• **EXCERPTED TEXT**

Favorite SotL Blog Entry, Tagged “My Writing”: Out of the fifty I’ve posted this year, this one.

Favorite SotL Blog Entry, Tagged “Not My Writing”: This one with Marie Hall. Her personality just shines through the pages. She was fearless.

Best Lyrics: From Bon Iver’s Holocene – And at once I knew I was not magnificent / strayed above the highway aisle / jagged vacance, thick with ice / I could see for miles, miles, miles. Those words say it all, really. They celebrate the significance of insignificance. If that makes any sense. It’s my Song of the Year already.

Most Encouraging Hometown-Related Epiphany: You can be based in Eau Claire and still take on the biggest names in music.

Best Music Blog: Inside the Classics. If I can be half as entertaining and informative as the folks over there, I’ll be a very happy blogger. Honorable mention, Emily Grossman’s thirty-day blogging project at

Best Music Website:, always.

Best Music Book: I’m not exactly in the center of the music book biz (/understatement); everything I read is courtesy of the Internet or the library. But the best book of the year that I did get my hands on was Alex Ross’s collection of essays, Listen to This.

Most Blatantly Obvious String Instrument Dub: The violinist on Celtic Woman.

• **DATASET**

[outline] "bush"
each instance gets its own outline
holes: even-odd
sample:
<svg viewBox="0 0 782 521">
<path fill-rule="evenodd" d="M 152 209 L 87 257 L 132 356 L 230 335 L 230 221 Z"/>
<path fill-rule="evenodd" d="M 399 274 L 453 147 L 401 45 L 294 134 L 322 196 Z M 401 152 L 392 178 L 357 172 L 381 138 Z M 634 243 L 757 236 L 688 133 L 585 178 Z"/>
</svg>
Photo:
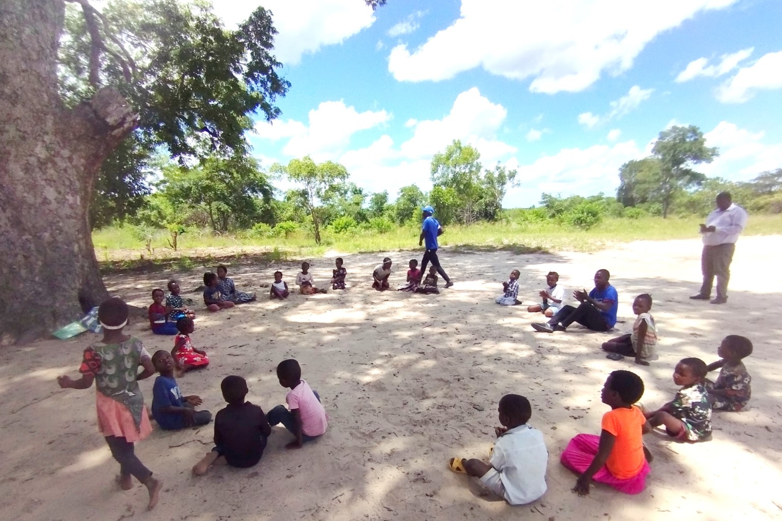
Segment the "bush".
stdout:
<svg viewBox="0 0 782 521">
<path fill-rule="evenodd" d="M 350 216 L 337 217 L 328 227 L 335 234 L 349 234 L 358 227 L 356 219 Z"/>
<path fill-rule="evenodd" d="M 603 220 L 603 209 L 598 203 L 583 202 L 562 216 L 572 227 L 589 230 Z"/>
</svg>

• **THINGS TO DO**
1 - In the year-end favorites text, copy everything from "Most Encouraging Hometown-Related" down to "Listen to This.", substituting "bookstore" for "library".
2 - Proceed with the year-end favorites text from where it stops.

• **RESULTS FOR EACH TASK**
1 -
Most Encouraging Hometown-Related Epiphany: You can be based in Eau Claire and still take on the biggest names in music.

Best Music Blog: Inside the Classics. If I can be half as entertaining and informative as the folks over there, I’ll be a very happy blogger. Honorable mention, Emily Grossman’s thirty-day blogging project at

Best Music Website:, always.

Best Music Book: I’m not exactly in the center of the music book biz (/understatement); everything I read is courtesy of the Internet or the bookstore. But the best book of the year that I did get my hands on was Alex Ross’s collection of essays, Listen to This.

2 -
Cruellest Violin-Related Tweet: Sherlock co-creator, writer, and deity Mark Gatiss, tweeting an image of Sherlock’s violin from the filming of season 2, with a quote from Doyle about Sarasate. New season of the show starts January first! (Forgive my enthusiasm, but when you’re 22, and you’ve been a Holmesian for over half your life, this show becomes a pretty big deal.)

Favorite Single Line I Wrote This Year, Taken Completely Out of Context: Everything about her was predictable: her eagerness, her enthusiasm, her obsequiousness, her obsessive thirstiness for knowledge, her conviction that classical music is a sacred art and every semi-talented practitioner of it a kind of high priest.

Best Colbert Report Duet: Technically not on the Colbert Report, but Stephen’s rendition of the modern-day classic “Friday” on Jimmy Fallon’s show. It was done to raise money for arts education in public schools, which is a cause I think anyone reading this blog can get behind.

Weirdest Google Books Find: This was a very strong category; I am a magnet for vintage Google Book crazy. In the end, I can’t decide between the article about brass players going bald from 1896 or or the crazy hilarious sexuality of musical instruments article from 1921.

Favorite Bit of SotL Spam: You guys miss so much spam on my blog. So much of it is so entertaining that I almost feel like starting a separate blog for hilarious spam. But the best one came about a week or so ago, when I had one from a diarrhea prevention website that quoted Mark Twain. Not even kidding.

Favorite Tumblr: Aside from mine, of course? Cough. Actually, Facepalmmozart. About half of the entries I reblog on my Tumblr come from there.

Favorite Tumblr Post from the Song of the Lark Tumblr

I can’t choose just one, so here are five.

1) Violinist, poet, salon leader, and outspoken lesbian Natalie Clifford Barney

2) Marie Hall anticipating the rise of female conductors in 1905.

3) Portrait of Marion Osgood, writer, violinist, teacher, conductor…the list goes on and on.

4) Portrait of Leonora Jackson in a lovely Victorian room.

5) A picture of Irma Saenger-Sethe and a quotation from the Bach d-minor partita.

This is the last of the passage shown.